▶ **WHAT IS EXPECTED**: Identify every line in the rows below that contains the string "correct", and copy each such line in full.

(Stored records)
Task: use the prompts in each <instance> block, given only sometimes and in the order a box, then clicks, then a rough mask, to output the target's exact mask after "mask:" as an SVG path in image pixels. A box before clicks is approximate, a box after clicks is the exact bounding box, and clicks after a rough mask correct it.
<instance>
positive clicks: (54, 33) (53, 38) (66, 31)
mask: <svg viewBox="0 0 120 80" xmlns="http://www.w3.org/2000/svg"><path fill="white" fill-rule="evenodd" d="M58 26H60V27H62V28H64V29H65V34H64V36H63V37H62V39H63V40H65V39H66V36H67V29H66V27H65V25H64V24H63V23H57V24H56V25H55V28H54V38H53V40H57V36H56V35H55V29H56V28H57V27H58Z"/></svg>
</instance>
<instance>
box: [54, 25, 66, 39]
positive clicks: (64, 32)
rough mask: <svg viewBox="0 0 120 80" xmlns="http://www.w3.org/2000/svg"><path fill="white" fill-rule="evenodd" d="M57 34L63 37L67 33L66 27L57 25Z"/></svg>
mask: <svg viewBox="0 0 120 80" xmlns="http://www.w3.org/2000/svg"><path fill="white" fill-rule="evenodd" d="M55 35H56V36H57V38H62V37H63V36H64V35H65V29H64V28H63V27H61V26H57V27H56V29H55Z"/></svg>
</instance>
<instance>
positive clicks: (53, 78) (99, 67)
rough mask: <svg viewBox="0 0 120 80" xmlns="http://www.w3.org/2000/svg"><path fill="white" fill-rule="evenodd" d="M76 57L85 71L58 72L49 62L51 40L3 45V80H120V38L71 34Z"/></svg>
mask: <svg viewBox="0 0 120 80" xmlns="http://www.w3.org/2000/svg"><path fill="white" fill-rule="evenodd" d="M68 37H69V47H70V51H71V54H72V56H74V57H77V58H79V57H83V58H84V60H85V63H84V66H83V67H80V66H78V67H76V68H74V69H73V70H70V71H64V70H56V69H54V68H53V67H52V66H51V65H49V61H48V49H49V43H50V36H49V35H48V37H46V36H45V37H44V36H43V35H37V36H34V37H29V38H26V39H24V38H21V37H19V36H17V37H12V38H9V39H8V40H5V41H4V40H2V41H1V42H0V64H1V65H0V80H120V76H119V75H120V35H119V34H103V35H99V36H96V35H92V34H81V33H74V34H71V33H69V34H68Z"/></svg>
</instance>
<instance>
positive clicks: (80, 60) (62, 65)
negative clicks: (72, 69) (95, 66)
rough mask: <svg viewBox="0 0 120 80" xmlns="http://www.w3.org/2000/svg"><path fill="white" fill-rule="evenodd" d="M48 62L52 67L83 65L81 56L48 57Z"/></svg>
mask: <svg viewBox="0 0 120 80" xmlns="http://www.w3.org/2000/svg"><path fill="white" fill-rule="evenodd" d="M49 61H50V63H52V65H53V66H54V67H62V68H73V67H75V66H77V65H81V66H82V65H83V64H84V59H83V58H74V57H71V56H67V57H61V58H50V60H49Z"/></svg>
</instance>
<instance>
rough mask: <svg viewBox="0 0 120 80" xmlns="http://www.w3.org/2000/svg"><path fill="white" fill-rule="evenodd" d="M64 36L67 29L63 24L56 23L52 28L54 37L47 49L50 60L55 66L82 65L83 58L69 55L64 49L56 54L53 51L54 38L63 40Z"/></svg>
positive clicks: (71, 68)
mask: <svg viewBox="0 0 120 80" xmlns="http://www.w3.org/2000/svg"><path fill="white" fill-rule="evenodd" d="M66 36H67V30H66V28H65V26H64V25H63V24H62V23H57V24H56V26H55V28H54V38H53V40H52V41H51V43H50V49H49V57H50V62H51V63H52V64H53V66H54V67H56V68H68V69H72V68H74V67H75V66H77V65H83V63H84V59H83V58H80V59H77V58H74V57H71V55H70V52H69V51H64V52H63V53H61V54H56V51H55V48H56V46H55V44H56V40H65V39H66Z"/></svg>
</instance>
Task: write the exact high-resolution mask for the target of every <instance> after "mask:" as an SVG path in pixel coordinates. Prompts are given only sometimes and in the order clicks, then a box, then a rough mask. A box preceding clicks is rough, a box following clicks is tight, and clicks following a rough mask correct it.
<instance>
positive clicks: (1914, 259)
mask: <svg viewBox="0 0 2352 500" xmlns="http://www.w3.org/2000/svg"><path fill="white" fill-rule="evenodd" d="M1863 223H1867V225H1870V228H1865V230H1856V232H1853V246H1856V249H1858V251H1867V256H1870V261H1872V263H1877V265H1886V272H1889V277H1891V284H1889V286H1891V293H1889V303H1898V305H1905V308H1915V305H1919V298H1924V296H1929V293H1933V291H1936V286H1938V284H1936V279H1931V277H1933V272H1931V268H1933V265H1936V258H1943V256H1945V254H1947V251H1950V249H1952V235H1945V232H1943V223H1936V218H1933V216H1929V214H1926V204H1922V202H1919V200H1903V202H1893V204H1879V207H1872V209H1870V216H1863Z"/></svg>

▶ **SOLUTION BELOW**:
Task: use the prompts in each <instance> block, given only sometimes and in the order a box, then clicks, then a rough mask, to output the target's exact mask after "mask:" as an SVG path in image pixels. A box before clicks is approximate, a box after clicks is the exact bounding box, and clicks after a rough mask correct it.
Task: write the exact high-resolution mask for the target of every <instance> after "mask:" as an SVG path in pixel coordinates. Prompts are given only sometimes and in the order clicks, then a box, then a rough mask. A box preceding clicks is rough, a box following clicks is tight, and clicks following a rough mask correct it.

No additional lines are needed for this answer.